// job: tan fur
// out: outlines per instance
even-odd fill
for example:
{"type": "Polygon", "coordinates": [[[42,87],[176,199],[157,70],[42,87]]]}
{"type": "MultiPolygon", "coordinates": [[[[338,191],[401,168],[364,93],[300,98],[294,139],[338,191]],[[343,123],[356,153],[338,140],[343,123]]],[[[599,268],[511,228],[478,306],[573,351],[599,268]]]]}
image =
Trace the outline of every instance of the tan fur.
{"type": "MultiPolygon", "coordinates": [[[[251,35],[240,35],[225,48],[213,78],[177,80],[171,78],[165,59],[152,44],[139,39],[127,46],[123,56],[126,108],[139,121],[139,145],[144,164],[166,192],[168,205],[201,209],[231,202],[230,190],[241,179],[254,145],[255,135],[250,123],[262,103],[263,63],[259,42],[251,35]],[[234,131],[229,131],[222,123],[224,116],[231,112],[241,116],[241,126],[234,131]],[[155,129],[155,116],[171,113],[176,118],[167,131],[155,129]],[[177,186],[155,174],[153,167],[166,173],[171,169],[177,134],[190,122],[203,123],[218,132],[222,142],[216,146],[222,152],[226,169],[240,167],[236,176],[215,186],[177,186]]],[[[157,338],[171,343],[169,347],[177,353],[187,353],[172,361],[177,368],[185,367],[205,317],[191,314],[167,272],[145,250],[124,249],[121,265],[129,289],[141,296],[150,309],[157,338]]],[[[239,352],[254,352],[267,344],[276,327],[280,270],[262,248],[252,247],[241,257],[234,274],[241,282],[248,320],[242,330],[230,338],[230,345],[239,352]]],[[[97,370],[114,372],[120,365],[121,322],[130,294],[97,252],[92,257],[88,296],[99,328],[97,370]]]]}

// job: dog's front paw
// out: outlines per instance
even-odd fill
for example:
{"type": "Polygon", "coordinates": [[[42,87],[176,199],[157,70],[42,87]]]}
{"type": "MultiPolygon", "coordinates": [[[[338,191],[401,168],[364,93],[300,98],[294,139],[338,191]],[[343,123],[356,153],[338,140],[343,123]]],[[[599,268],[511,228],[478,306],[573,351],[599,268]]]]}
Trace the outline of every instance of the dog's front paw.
※
What is required: Repeat the data word for word, leaving out no line.

Problem solution:
// job: tan fur
// out: outlines per instance
even-odd fill
for example:
{"type": "Polygon", "coordinates": [[[42,87],[176,199],[157,70],[42,87]]]}
{"type": "MultiPolygon", "coordinates": [[[[338,191],[401,168],[364,93],[300,98],[294,139],[338,191]],[[343,123],[356,153],[338,140],[343,123]]],[[[599,268],[511,228],[478,306],[573,351],[599,268]]]]}
image =
Trace the outline of every instance of the tan fur.
{"type": "MultiPolygon", "coordinates": [[[[251,35],[240,35],[225,48],[213,78],[177,80],[171,78],[165,59],[152,44],[139,39],[127,46],[123,56],[126,108],[139,121],[139,145],[144,164],[166,192],[168,205],[201,209],[231,202],[230,190],[241,179],[254,145],[255,135],[250,123],[262,103],[263,63],[259,42],[251,35]],[[234,131],[229,131],[222,123],[224,116],[231,112],[241,116],[241,126],[234,131]],[[155,129],[155,116],[171,113],[176,118],[167,131],[155,129]],[[177,186],[155,174],[153,167],[166,173],[171,169],[177,134],[190,122],[203,123],[218,132],[222,142],[216,146],[222,152],[226,169],[240,167],[236,176],[215,186],[177,186]]],[[[157,338],[171,343],[169,347],[177,353],[187,353],[172,361],[177,368],[185,367],[205,317],[191,314],[167,272],[145,250],[124,249],[121,265],[129,289],[141,296],[150,309],[157,338]]],[[[239,352],[254,352],[267,344],[276,327],[280,270],[262,248],[252,247],[241,257],[234,274],[241,282],[248,320],[242,330],[230,338],[230,345],[239,352]]],[[[97,370],[114,372],[120,365],[121,322],[130,294],[97,252],[92,257],[88,296],[99,328],[97,370]]]]}

// job: dog's front paw
// out: outlines per instance
even-odd fill
for example:
{"type": "Polygon", "coordinates": [[[42,87],[176,199],[157,70],[42,87]]]}
{"type": "MultiPolygon", "coordinates": [[[[338,191],[401,168],[364,93],[300,98],[294,139],[338,191]],[[343,123],[356,153],[338,140],[343,123]]],[[[599,268],[511,228],[478,306],[573,351],[599,268]]]]}
Trace the outline of every instance of the dog's front paw.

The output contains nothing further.